» MATERIAL TO PROCESS
Segment Open
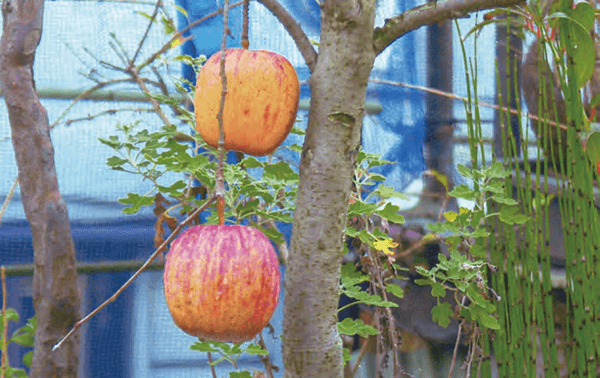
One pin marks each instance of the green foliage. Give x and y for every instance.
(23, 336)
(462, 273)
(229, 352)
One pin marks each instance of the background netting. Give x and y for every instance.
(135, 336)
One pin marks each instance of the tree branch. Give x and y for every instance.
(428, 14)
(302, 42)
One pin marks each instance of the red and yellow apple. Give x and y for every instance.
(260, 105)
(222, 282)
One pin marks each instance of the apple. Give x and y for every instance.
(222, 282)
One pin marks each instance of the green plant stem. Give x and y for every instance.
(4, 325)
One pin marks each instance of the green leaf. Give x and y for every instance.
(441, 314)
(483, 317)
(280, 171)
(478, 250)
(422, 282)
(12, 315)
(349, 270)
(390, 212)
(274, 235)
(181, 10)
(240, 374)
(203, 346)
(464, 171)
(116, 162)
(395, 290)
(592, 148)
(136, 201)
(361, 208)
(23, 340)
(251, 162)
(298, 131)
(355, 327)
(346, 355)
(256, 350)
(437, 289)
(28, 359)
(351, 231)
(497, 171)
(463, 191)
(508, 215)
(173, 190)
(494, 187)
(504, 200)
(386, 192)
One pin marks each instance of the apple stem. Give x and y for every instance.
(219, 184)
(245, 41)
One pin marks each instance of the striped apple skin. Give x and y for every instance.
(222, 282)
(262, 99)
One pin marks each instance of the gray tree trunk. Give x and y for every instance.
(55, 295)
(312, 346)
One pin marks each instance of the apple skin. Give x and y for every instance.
Segment Closed
» WORK ITEM
Exactly retype each record above, dropping images.

» TASK RESULT
One pin marks each instance of the green foliage. Give x and y for every instance.
(23, 336)
(462, 273)
(229, 352)
One pin marks each instance of the background netting. Give x and y for every instance.
(135, 336)
One pin marks each instance of the tree branch. Give x and y for every instance.
(428, 14)
(302, 42)
One pin marks each instance of the red and yellow apple. Give x and y for every instance.
(260, 105)
(222, 282)
One pin marks each instance of the apple. Give x and y for every instance.
(222, 282)
One pin marks each instance of the green plant stem. Give x and y for every instance.
(4, 325)
One pin marks each instance of the green leaf. Give x and y for every instance.
(441, 314)
(483, 317)
(280, 171)
(478, 250)
(422, 282)
(12, 315)
(349, 270)
(390, 212)
(274, 235)
(181, 10)
(240, 374)
(203, 346)
(464, 171)
(116, 162)
(395, 290)
(592, 148)
(136, 201)
(361, 208)
(23, 340)
(251, 162)
(298, 131)
(355, 327)
(346, 355)
(256, 350)
(437, 289)
(28, 359)
(351, 231)
(497, 171)
(463, 191)
(508, 215)
(173, 190)
(494, 187)
(504, 200)
(386, 192)
One pin marks each instance of the apple stem. Give x and y for every instance.
(219, 184)
(245, 41)
One pin marks each instance of the striped apple skin. Give x and y for every instance.
(222, 282)
(262, 99)
One pin marks each instance of the gray tree trunk. Give x and y for every instance.
(55, 295)
(312, 346)
One pin marks each instance of the apple skin. Give x and y for every instance.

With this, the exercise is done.